▶ _WHAT IS BEING ASKED_: Leave out any pictures and transcribe all other data below exactly.

▶ _DATA SUPPLIED_:
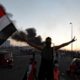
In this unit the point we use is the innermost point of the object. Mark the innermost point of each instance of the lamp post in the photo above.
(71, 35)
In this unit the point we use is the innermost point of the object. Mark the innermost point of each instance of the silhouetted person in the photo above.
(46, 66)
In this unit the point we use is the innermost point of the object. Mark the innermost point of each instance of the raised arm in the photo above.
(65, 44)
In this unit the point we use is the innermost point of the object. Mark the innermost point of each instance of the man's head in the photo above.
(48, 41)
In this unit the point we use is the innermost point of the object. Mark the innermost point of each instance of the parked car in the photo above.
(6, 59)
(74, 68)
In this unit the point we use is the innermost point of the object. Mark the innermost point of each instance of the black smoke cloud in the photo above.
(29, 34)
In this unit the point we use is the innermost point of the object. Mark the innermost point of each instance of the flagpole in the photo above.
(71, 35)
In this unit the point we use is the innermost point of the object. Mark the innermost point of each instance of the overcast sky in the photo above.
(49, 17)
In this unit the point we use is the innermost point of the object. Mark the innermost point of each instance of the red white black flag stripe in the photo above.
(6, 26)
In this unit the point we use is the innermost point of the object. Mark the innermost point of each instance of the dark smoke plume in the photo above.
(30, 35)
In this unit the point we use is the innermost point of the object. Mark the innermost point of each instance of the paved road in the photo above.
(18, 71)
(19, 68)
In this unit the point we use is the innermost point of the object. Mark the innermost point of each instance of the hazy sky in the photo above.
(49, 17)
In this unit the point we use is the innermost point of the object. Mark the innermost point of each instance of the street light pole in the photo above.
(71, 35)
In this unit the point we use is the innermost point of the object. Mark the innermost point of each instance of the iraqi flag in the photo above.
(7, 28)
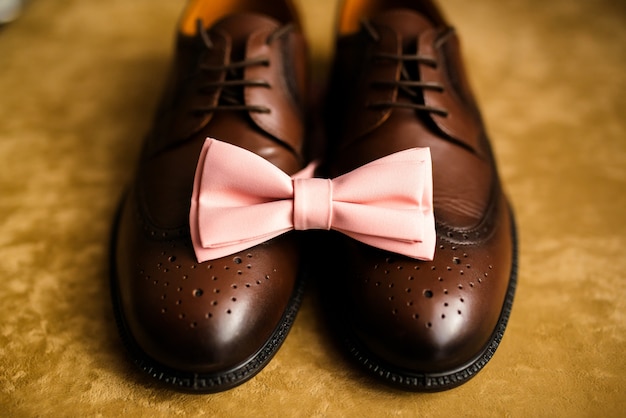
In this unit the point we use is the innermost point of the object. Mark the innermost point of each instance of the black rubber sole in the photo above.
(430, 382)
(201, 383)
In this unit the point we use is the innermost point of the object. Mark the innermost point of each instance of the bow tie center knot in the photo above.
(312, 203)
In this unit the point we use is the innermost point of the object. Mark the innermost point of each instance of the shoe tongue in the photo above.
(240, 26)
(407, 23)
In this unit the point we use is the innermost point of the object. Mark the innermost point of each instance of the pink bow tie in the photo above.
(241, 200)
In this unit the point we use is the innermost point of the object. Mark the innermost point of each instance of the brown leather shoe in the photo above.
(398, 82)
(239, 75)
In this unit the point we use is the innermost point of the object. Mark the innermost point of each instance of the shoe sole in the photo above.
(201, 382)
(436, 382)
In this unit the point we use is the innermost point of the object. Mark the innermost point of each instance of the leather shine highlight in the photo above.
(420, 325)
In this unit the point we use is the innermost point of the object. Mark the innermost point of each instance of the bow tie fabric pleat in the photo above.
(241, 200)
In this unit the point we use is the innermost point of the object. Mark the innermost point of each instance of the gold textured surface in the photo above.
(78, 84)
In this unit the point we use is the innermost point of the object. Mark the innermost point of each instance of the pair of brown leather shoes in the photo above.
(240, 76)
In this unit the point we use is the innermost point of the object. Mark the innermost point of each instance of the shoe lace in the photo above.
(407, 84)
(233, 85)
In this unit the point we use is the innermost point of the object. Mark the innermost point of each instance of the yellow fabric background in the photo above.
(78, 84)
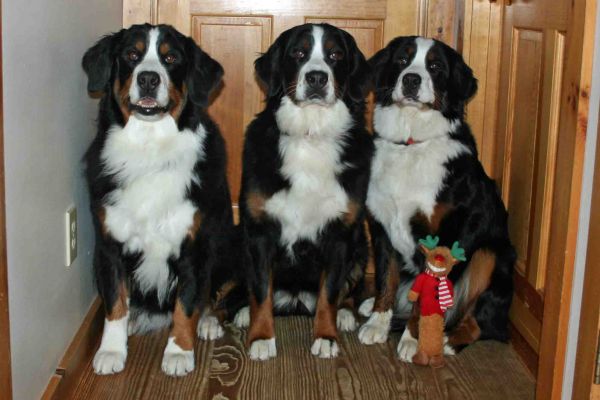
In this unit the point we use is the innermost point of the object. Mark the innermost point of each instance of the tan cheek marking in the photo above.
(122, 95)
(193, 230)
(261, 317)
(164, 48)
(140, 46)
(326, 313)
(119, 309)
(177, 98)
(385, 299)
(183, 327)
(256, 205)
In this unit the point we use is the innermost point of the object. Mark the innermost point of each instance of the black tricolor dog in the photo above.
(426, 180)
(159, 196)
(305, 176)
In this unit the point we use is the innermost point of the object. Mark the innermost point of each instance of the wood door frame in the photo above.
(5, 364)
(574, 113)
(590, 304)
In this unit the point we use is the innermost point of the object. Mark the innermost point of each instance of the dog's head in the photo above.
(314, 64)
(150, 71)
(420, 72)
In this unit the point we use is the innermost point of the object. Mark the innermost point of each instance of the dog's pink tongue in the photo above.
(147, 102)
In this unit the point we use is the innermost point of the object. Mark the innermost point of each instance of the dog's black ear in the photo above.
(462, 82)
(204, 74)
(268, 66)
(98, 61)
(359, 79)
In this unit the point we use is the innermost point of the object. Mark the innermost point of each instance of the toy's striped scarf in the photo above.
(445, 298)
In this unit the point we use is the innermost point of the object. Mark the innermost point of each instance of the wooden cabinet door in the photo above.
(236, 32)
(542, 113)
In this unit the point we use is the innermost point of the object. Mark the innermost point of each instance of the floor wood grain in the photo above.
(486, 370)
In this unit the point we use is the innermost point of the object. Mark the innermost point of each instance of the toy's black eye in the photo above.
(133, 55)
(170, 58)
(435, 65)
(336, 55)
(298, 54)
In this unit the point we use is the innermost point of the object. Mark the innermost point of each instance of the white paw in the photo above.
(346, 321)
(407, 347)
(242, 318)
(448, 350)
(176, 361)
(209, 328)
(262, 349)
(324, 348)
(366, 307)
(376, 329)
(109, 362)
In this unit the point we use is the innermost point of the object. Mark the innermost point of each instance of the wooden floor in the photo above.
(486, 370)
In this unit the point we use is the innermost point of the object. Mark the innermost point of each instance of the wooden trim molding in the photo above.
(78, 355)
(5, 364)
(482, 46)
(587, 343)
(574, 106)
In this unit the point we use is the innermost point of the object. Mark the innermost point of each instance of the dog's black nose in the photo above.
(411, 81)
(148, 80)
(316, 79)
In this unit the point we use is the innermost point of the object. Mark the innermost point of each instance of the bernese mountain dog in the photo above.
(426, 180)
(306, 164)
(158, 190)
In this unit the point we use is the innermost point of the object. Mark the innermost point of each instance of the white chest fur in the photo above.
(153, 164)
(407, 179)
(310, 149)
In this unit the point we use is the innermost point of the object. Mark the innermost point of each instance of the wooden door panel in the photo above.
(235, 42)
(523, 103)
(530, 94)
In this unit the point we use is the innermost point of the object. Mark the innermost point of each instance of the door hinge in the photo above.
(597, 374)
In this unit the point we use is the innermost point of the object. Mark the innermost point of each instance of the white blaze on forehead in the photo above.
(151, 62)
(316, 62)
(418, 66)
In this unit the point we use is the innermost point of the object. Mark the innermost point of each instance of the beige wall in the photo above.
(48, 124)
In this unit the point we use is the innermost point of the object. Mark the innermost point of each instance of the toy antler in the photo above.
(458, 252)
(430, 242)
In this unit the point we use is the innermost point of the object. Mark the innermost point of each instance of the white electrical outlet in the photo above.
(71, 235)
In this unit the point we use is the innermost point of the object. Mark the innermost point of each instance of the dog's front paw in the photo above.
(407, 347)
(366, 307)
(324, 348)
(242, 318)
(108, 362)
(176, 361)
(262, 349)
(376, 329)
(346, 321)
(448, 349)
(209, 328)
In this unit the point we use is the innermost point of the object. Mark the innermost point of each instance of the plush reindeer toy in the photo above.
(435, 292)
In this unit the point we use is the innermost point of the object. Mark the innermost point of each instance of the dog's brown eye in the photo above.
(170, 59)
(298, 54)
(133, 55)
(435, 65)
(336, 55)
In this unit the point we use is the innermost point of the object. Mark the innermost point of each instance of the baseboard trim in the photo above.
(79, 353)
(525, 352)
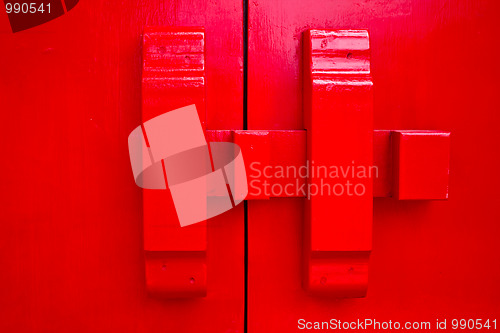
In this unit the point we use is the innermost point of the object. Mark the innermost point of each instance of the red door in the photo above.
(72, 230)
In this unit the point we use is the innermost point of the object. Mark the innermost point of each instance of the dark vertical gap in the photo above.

▶ _OUTPUT OF THE EXERCISE_:
In this unit the point we use is the innermost point of the object. Mark the innermost point of each instance of the lamp post in the photo above.
(71, 35)
In this unit the point we use is the innermost point of the object. Mark the innermost point of each instance of the silhouetted person in the photo above.
(46, 66)
In this unit the point we use is the innermost point of the object. Mark the innermost point of each instance of the raised arm in the photo above.
(65, 44)
In this unit the point we use is the innermost point of the object. Mark the innermost point of each instance of the man's head in the photo above.
(48, 41)
In this unit the point we use is the innermost point of the object. Mark the innermost point of each instance of the parked car in the photo above.
(6, 59)
(74, 68)
In this unit the point we use is the innermost point of the object. Mark the innermost point of each instance of the black smoke cloud in the photo above.
(29, 34)
In this unit the point we use is the innermost point of the object. Mark the innermost point of each instance of the flagpole in the photo above.
(71, 35)
In this unit the point we use is the innermost point of the object. Mark the innermost point of each instance of the overcast sky in the photo above.
(49, 17)
In this unit the point we use is the innermost point of the object. Mark the innermost point of each instance of the red white black flag stripe in the photo above.
(6, 26)
In this unit the point we use is the innermost point of the object. Mark the innermost point of each instance of the dark smoke plume in the photo above.
(30, 35)
In this unit the point we use is the innermost point of the object. Mark the innermost point of each instance of the paved road in the photo above.
(18, 71)
(19, 68)
In this unit the point we use is the innermost point of the object. Mark the innermost point of each instance of the hazy sky in the photo above.
(49, 17)
In this unit the point we use is the innermost point of the object. Mark the innermost point of each instance of the street light pole in the photo above.
(71, 35)
In this unit the point we use is the innermost point of the object. Mark the innermost point of each instance of the iraqi flag in the photo above.
(7, 28)
In this unit the point we use is the innermost point of the object. Mark the innermost point of each instance of the black rubber sole in the photo above.
(430, 382)
(201, 383)
In this unit the point we use is the innermost point of the object. Mark the innermost point of each instance of the bow tie center knot in the photo above.
(312, 203)
In this unit the point we use is the innermost point of the object. Mark the innermost point of each instance of the shoe tongue in the photo above.
(240, 26)
(407, 23)
In this unit the point we use is the innermost point of the object. Mark the innermost point of each instance of the pink bow tie in the photo above.
(241, 200)
In this unit the point we use is the innermost point of the object. Mark the innermost point of each instance of the brown leather shoe in the photo above.
(398, 82)
(239, 75)
In this unit the point we use is the innermost point of the object. Mark the innermost point of each instance of the shoe sole in the photo above.
(201, 382)
(436, 382)
In this unit the point we use is the innermost point of the object. Mark the innermost point of each instance of the leather shine highlight in the photo above.
(420, 325)
In this unit the point we use is the innermost point of the object. Mark the innermost point of each instance of the bow tie fabric pleat in the photo above.
(241, 200)
In this unit the point we use is the innermost point of the object. Mark the innermost point of each instance of the gold textured surface in the photo above.
(78, 84)
In this unit the point we use is the innermost point of the object. Mark the innermost point of each instance of the pair of brown leather shoes in the photo above.
(240, 76)
In this unit the point we use is the innermost point of the object. Mark the innermost point of each instance of the shoe lace in the photo above.
(407, 84)
(233, 85)
In this unit the point we use is the innermost point of the object. Mark the innermost point of each instance of the yellow fabric background in the photo above.
(78, 84)
In this unit the point we use is the innermost point of the object. Mark the innermost point of each instance of the tan cheek marking in the photo above.
(122, 95)
(193, 230)
(261, 317)
(164, 48)
(140, 46)
(326, 313)
(119, 309)
(177, 98)
(385, 299)
(183, 327)
(256, 205)
In this unit the point we use is the innermost point of the object. Mark the innermost point of each instance of the black tricolor dog in the photo above.
(426, 180)
(159, 196)
(305, 176)
In this unit the point we use is the innermost point of the object. Mark the innermost point of each instance of the wood door frame in the photo above.
(5, 364)
(574, 113)
(590, 304)
In this unit the point we use is the innermost point of the object. Mark the innermost point of each instance of the dog's head in the photo above.
(314, 64)
(150, 71)
(420, 72)
In this unit the point we use is the innermost point of the object. Mark the innermost point of each instance of the dog's pink tongue in the photo above.
(147, 102)
In this unit the point we use is the innermost point of the object. Mark the innermost point of each instance of the dog's black ear in the photo above.
(462, 82)
(204, 74)
(268, 66)
(98, 61)
(359, 79)
In this unit the point we use is the innermost point of the object. Mark the innermost point of each instance of the toy's striped scarf in the photo above.
(445, 298)
In this unit the point we use is the innermost point of the object. Mark the innermost point of each instance of the wooden cabinet door in the photo above.
(236, 32)
(542, 113)
In this unit the point we use is the innermost point of the object. Mark the innermost point of each instance of the floor wood grain in the photo above.
(486, 370)
In this unit the point we use is the innermost point of the object. Mark the innermost point of each instance of the toy's black eye in the photo above.
(133, 55)
(170, 58)
(435, 65)
(336, 55)
(298, 54)
In this unit the point we use is the innermost point of the object. Mark the innermost point of each instance of the white paw in the photo above.
(346, 321)
(407, 347)
(242, 318)
(448, 350)
(176, 361)
(209, 328)
(262, 349)
(324, 348)
(366, 307)
(376, 329)
(109, 362)
In this unit the point we use is the innermost point of the object. Mark the innermost point of each instance of the wooden floor in the photo above.
(486, 370)
In this unit the point we use is the innermost point of the object. Mark the innermost point of each instance of the wooden trim molding in the photo above.
(78, 355)
(5, 364)
(482, 46)
(587, 343)
(574, 106)
In this unit the point we use is the innermost point of the object. Mark the innermost point of each instance of the dog's black nose in the photo above.
(411, 81)
(148, 80)
(316, 79)
In this unit the point we use is the innermost point of the object. Mark the innermost point of each instance of the bernese mountain dog in the photo above.
(426, 180)
(306, 164)
(158, 190)
In this unit the point we use is the innermost point of the object. Mark the innermost point of each instance of the white chest fur in the photo above.
(153, 164)
(407, 179)
(310, 149)
In this unit the point we use is the innermost point of the object. Mark the innermost point of each instance of the wooden door panel in the photo above.
(235, 42)
(523, 103)
(530, 94)
In this unit the point we use is the innermost point of the object. Mark the innermost point of each instance of the door hinge in the photo above.
(597, 374)
In this unit the point we use is the innermost point of the object. Mark the innermost point of each instance of the white blaze on forehead in the photo above.
(151, 62)
(316, 62)
(418, 66)
In this unit the point we use is the innermost point of the object. Mark the innermost point of each instance of the beige wall in the photo above.
(48, 124)
In this unit the point we use is the innermost point of the object. Mark the innermost point of each instance of the toy antler in the photo above.
(458, 252)
(430, 242)
In this unit the point we use is the innermost point of the object. Mark the innermost point of each instance of the white electrical outlet in the photo above.
(71, 235)
In this unit the point we use is the innermost point of the object. Mark the innermost point of each instance of the dog's front paw in the photo above.
(407, 347)
(366, 307)
(324, 348)
(242, 318)
(108, 362)
(176, 361)
(262, 349)
(376, 329)
(346, 321)
(448, 349)
(209, 328)
In this unit the point we use is the innermost point of the object. Mark the innermost point of each instance of the plush reindeer toy in the photo above.
(435, 292)
In this unit the point we use is the innermost point of the object. Mark the innermost point of each instance of the dog's brown eye in the photo above.
(170, 59)
(298, 54)
(133, 55)
(435, 65)
(336, 55)
In this unit the point we use is the innermost point of the object. Mark the innermost point of each instance of the baseboard trim in the photo above.
(79, 353)
(525, 352)
In this unit the point we use is the innermost point of the object. Mark the innermost point of each instance of the red door in the photo above.
(72, 230)
In this unit the point we use is the innermost point of the object. Mark the innermost point of each instance of the dark vertical gap in the photo above.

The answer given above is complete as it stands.